Stored entries
......

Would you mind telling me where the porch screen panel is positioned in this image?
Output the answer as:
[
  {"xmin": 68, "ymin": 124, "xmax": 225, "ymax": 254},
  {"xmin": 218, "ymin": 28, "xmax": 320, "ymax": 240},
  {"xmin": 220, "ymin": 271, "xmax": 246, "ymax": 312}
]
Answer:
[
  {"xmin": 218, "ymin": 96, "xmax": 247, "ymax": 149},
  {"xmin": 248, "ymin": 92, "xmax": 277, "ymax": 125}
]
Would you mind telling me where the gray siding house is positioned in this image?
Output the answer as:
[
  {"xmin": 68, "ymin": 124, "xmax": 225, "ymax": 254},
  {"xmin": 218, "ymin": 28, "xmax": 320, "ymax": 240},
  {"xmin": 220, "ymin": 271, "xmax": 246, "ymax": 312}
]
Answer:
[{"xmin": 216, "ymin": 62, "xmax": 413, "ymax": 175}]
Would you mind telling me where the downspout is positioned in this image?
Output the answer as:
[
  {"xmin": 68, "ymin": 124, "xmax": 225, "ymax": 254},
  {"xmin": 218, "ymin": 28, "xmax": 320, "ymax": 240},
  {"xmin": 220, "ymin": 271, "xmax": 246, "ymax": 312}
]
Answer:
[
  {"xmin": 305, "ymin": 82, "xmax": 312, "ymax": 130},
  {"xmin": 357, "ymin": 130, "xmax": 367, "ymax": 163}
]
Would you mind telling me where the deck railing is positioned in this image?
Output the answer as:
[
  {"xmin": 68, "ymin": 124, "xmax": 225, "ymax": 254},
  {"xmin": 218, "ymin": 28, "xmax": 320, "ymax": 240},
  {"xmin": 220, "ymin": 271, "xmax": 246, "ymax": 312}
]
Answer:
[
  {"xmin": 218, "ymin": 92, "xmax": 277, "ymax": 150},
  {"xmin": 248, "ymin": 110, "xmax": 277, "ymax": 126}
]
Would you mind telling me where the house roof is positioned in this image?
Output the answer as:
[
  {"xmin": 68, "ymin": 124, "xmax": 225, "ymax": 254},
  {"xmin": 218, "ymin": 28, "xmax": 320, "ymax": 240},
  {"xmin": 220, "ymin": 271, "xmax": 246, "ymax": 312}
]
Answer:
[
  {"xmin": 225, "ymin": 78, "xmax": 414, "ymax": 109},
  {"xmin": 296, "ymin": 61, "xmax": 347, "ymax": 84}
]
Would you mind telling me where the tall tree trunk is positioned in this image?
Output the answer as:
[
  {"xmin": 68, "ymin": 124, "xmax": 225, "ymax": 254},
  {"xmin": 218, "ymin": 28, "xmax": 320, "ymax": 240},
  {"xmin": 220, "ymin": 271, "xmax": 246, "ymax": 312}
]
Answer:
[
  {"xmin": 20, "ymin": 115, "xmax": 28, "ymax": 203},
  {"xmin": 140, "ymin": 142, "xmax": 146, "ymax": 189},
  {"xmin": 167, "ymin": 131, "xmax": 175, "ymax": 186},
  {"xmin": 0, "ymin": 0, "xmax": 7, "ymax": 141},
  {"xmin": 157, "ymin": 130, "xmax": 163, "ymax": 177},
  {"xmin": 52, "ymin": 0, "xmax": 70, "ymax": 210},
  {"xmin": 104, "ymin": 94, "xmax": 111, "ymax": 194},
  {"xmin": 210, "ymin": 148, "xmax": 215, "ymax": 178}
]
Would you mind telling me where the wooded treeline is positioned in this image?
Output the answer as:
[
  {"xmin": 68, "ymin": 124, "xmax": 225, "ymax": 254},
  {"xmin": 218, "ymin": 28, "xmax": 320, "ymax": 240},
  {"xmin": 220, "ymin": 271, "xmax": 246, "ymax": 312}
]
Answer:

......

Quote all of the records above line for line, with every character unchanged.

Would you mind telling me where the porch screen panel is positioned in this image?
Output the answer as:
[
  {"xmin": 68, "ymin": 124, "xmax": 225, "ymax": 254},
  {"xmin": 218, "ymin": 28, "xmax": 320, "ymax": 240},
  {"xmin": 220, "ymin": 271, "xmax": 246, "ymax": 312}
]
Answer:
[
  {"xmin": 218, "ymin": 96, "xmax": 247, "ymax": 149},
  {"xmin": 248, "ymin": 92, "xmax": 277, "ymax": 125}
]
Would you mind telling me where the gray siding house is positioned in this image?
Output the answer as:
[
  {"xmin": 68, "ymin": 124, "xmax": 225, "ymax": 254},
  {"xmin": 218, "ymin": 28, "xmax": 320, "ymax": 240},
  {"xmin": 220, "ymin": 271, "xmax": 246, "ymax": 312}
]
Answer:
[{"xmin": 216, "ymin": 62, "xmax": 413, "ymax": 175}]
Would you mind telling me where the downspout is positioned in this image?
Output the answer as:
[
  {"xmin": 68, "ymin": 124, "xmax": 225, "ymax": 254},
  {"xmin": 218, "ymin": 28, "xmax": 320, "ymax": 240},
  {"xmin": 220, "ymin": 271, "xmax": 246, "ymax": 312}
]
Answer:
[
  {"xmin": 305, "ymin": 82, "xmax": 312, "ymax": 130},
  {"xmin": 357, "ymin": 130, "xmax": 367, "ymax": 163}
]
Would you mind telling me where the deck railing is positioned in this image?
Output the answer as:
[
  {"xmin": 68, "ymin": 124, "xmax": 225, "ymax": 254},
  {"xmin": 218, "ymin": 28, "xmax": 320, "ymax": 240},
  {"xmin": 220, "ymin": 271, "xmax": 246, "ymax": 312}
]
Answer:
[
  {"xmin": 218, "ymin": 92, "xmax": 277, "ymax": 150},
  {"xmin": 248, "ymin": 110, "xmax": 277, "ymax": 126}
]
Would you mind telling me where the house roof is positioned in this image?
Output the answer as:
[
  {"xmin": 68, "ymin": 124, "xmax": 225, "ymax": 254},
  {"xmin": 218, "ymin": 28, "xmax": 320, "ymax": 240},
  {"xmin": 220, "ymin": 271, "xmax": 246, "ymax": 312}
]
Answer:
[
  {"xmin": 225, "ymin": 78, "xmax": 414, "ymax": 109},
  {"xmin": 296, "ymin": 61, "xmax": 347, "ymax": 84}
]
Would you mind telling me where the tall tree trunk is positioned in this image?
Output the answer as:
[
  {"xmin": 68, "ymin": 124, "xmax": 225, "ymax": 254},
  {"xmin": 218, "ymin": 28, "xmax": 320, "ymax": 240},
  {"xmin": 220, "ymin": 271, "xmax": 246, "ymax": 312}
]
Answer:
[
  {"xmin": 20, "ymin": 115, "xmax": 28, "ymax": 203},
  {"xmin": 140, "ymin": 142, "xmax": 146, "ymax": 189},
  {"xmin": 167, "ymin": 131, "xmax": 175, "ymax": 186},
  {"xmin": 0, "ymin": 0, "xmax": 7, "ymax": 141},
  {"xmin": 157, "ymin": 130, "xmax": 163, "ymax": 177},
  {"xmin": 52, "ymin": 0, "xmax": 70, "ymax": 210},
  {"xmin": 104, "ymin": 94, "xmax": 111, "ymax": 194},
  {"xmin": 210, "ymin": 148, "xmax": 215, "ymax": 178}
]
Would you mind telling me where the wooded treeline is positioned in this image?
Output the answer as:
[
  {"xmin": 68, "ymin": 124, "xmax": 225, "ymax": 254},
  {"xmin": 218, "ymin": 28, "xmax": 320, "ymax": 240},
  {"xmin": 220, "ymin": 271, "xmax": 246, "ymax": 312}
]
Answer:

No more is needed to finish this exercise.